- **Task statement**: Starting at the line that contains "TARGET = night sky" and ending at the line that contains "TARGET = small brass bell", the lines below are to be given again exactly, with nothing added.

Natural-language object grounding data

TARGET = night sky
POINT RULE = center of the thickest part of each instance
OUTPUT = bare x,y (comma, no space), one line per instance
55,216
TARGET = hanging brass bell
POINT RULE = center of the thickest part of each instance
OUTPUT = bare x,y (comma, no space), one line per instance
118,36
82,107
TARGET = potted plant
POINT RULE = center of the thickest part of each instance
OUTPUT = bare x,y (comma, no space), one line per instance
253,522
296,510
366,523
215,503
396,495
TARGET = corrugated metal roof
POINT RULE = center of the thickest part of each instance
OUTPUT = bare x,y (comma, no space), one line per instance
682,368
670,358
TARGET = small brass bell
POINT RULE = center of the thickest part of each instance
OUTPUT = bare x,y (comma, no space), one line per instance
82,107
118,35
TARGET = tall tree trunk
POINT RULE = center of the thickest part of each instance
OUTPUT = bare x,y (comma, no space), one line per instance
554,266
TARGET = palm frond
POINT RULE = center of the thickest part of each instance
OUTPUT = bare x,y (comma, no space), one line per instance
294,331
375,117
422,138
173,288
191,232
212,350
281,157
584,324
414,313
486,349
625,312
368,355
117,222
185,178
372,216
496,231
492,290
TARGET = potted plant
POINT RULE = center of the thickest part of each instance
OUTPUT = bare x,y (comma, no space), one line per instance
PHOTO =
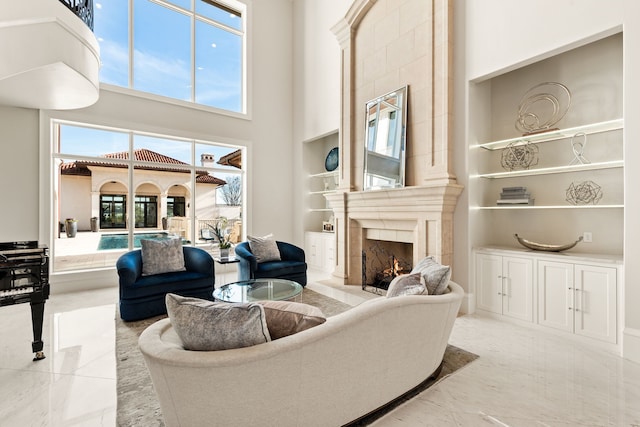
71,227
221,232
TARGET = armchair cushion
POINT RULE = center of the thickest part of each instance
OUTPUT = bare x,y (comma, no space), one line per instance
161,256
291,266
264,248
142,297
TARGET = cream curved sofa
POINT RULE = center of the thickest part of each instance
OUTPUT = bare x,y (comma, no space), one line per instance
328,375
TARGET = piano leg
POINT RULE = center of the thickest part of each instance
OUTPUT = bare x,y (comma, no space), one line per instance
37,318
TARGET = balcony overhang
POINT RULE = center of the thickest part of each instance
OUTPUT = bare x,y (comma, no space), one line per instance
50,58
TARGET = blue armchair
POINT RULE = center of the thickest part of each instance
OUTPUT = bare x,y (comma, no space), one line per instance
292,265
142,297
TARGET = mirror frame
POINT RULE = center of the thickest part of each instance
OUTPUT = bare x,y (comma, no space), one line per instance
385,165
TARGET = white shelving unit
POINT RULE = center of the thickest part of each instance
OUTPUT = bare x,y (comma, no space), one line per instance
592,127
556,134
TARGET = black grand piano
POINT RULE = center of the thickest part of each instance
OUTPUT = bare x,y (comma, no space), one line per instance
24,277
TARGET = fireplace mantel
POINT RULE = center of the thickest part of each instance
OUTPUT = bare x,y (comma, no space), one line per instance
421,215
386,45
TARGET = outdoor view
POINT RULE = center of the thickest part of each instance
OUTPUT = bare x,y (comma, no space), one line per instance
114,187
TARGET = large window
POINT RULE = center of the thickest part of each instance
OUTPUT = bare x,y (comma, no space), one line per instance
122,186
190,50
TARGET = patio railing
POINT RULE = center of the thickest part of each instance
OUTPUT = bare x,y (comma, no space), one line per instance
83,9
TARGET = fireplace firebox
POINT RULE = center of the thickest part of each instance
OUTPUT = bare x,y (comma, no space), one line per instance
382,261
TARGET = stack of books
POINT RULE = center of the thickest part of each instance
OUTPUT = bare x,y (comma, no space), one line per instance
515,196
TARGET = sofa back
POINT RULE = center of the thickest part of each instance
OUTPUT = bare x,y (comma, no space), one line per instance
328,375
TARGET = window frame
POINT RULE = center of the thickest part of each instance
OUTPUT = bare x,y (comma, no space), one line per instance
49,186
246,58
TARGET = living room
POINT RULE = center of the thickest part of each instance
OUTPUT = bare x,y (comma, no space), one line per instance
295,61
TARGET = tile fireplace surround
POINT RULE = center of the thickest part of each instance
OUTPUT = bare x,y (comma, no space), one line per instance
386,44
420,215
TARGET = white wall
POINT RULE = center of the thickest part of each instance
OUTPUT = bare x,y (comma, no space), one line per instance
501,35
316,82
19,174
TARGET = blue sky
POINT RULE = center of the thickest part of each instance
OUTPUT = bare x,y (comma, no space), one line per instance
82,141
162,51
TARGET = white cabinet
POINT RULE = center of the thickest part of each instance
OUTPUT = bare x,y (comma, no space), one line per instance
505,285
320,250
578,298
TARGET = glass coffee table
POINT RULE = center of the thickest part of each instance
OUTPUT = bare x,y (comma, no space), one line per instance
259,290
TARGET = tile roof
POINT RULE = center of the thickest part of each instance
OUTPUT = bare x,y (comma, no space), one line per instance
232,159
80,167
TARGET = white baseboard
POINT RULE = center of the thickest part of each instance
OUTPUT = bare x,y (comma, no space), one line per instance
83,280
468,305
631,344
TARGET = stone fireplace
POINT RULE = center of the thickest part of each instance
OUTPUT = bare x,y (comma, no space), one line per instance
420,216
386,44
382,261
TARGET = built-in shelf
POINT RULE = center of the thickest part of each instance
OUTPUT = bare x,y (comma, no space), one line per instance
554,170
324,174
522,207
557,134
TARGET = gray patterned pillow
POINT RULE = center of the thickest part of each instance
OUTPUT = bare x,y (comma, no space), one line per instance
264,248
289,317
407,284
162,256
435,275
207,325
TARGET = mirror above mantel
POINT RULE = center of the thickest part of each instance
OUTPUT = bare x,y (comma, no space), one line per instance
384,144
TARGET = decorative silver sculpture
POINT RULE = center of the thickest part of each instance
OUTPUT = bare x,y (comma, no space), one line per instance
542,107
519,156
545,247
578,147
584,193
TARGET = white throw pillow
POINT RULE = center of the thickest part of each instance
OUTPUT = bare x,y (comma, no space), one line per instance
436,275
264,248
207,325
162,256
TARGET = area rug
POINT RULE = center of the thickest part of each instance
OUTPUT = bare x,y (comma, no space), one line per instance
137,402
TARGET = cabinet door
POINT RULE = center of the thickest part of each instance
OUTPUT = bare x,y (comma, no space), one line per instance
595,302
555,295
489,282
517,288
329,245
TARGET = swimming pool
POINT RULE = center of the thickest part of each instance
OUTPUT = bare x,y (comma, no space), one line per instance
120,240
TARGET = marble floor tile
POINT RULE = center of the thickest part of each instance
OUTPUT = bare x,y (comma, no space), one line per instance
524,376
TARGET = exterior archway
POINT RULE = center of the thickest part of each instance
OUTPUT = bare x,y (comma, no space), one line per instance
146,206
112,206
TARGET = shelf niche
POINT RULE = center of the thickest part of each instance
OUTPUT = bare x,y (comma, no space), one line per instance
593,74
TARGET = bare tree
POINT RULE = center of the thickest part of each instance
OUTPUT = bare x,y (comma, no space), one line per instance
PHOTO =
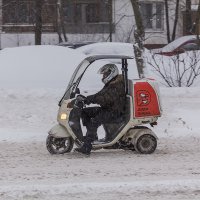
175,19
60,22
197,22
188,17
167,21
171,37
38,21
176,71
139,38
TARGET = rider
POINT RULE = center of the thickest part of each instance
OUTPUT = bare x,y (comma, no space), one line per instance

* * *

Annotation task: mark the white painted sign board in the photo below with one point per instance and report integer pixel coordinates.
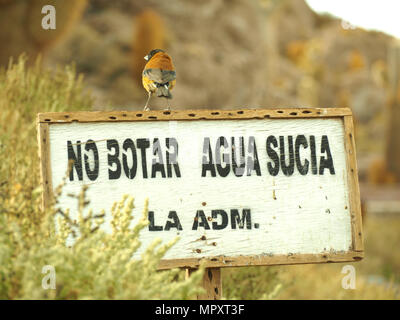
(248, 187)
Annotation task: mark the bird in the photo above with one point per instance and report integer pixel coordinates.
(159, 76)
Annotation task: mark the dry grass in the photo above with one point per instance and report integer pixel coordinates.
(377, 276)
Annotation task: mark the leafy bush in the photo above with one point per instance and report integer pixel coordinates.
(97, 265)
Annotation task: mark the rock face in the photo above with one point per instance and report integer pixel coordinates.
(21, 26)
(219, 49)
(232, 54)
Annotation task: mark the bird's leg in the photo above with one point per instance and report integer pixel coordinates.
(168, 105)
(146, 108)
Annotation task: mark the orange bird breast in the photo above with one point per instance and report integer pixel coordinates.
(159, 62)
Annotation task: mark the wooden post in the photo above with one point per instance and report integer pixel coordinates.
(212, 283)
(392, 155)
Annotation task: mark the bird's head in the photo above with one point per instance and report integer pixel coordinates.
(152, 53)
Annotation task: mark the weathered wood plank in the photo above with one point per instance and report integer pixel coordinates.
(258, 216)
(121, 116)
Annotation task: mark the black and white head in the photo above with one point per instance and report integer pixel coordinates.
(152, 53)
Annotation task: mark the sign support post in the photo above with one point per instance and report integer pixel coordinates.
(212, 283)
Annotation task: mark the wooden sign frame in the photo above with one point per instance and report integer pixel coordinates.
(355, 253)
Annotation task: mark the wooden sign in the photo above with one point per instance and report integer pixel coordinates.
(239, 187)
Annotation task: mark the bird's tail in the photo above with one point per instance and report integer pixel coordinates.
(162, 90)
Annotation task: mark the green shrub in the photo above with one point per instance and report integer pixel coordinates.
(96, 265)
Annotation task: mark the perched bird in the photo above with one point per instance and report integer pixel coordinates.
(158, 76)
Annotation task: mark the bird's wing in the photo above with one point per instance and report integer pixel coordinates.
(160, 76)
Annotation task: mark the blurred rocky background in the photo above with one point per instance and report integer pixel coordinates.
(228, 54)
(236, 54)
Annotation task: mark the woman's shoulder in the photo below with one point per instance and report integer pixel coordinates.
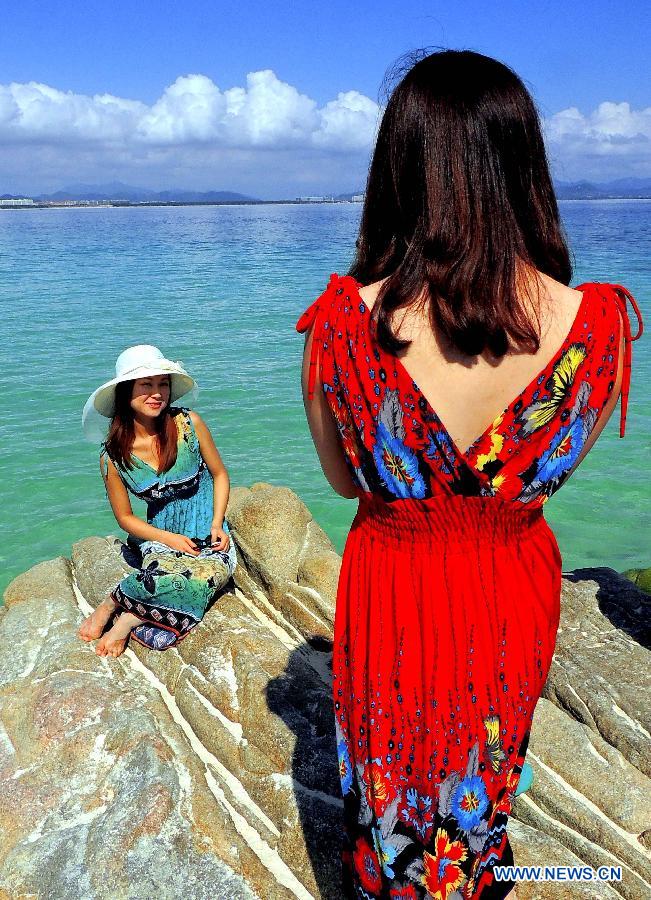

==

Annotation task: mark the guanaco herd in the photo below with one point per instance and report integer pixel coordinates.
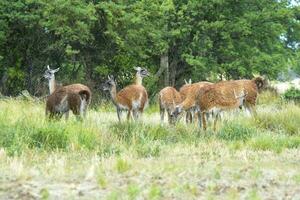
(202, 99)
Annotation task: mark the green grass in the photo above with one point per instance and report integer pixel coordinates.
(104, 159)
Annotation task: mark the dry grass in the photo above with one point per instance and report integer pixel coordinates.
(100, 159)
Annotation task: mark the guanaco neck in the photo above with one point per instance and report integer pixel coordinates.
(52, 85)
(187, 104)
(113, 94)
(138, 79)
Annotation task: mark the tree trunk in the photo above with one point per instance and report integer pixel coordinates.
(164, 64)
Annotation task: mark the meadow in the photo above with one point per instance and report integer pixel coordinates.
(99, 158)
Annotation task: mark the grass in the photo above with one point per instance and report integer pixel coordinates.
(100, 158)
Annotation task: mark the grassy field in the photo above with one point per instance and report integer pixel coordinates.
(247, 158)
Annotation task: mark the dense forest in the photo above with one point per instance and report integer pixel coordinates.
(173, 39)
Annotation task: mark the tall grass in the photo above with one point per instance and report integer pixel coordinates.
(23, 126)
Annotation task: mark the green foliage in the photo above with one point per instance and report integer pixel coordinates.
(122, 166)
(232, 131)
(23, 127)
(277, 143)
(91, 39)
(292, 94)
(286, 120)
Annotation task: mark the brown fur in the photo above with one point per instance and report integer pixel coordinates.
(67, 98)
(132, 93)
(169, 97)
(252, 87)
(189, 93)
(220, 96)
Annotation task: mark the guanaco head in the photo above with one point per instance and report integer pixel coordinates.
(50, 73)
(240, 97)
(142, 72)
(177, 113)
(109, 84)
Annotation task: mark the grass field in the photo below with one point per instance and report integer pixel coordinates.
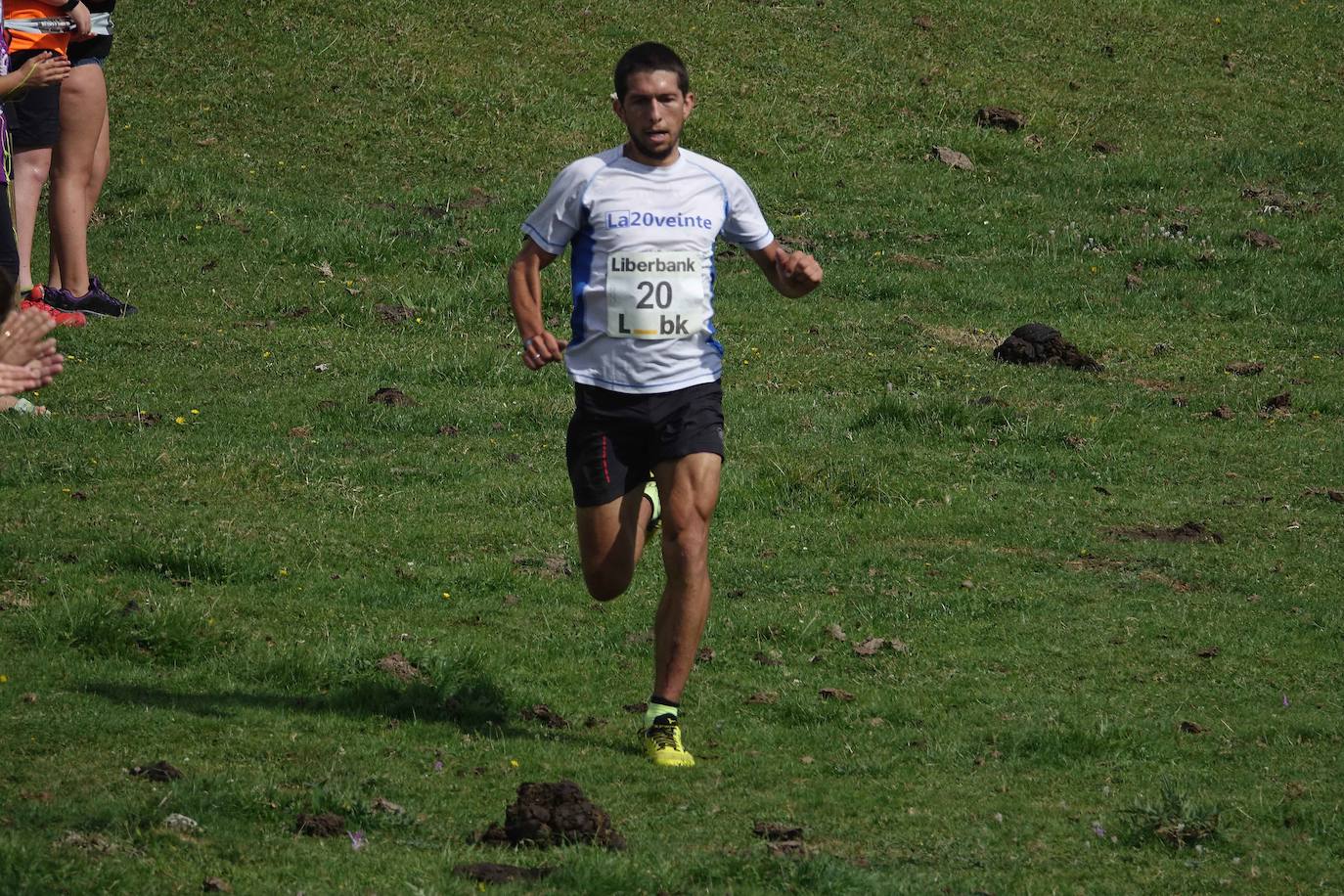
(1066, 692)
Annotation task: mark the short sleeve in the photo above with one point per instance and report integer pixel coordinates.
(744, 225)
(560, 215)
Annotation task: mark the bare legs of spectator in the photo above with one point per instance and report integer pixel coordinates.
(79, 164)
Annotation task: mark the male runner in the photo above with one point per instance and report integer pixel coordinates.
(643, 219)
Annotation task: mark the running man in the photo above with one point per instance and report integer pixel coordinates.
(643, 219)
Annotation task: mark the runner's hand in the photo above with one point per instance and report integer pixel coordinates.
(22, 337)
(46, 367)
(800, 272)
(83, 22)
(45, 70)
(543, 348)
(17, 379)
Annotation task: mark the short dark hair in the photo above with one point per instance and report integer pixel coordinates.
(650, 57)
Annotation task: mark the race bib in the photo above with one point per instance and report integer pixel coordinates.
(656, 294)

- **Solution**:
TARGET = night sky
POINT RULE = center of the thickest part of each instance
OUTPUT = bare x,y (comma, no space), one line per instance
55,216
TARGET = hanging brass bell
POINT RULE = center of the thickest part of each instance
OUTPUT = bare x,y (comma, no space), one line per instance
118,36
82,107
TARGET = potted plant
POINT RULE = center of the thickest part of each instance
OUTPUT = bare x,y (comma, no space), one line per instance
253,522
296,510
366,523
215,503
396,495
TARGET = corrugated metal roof
POINT RULE = center of the thickest part of each instance
OUTPUT = bare x,y (comma, no space), one line per instance
682,368
670,358
TARGET = small brass bell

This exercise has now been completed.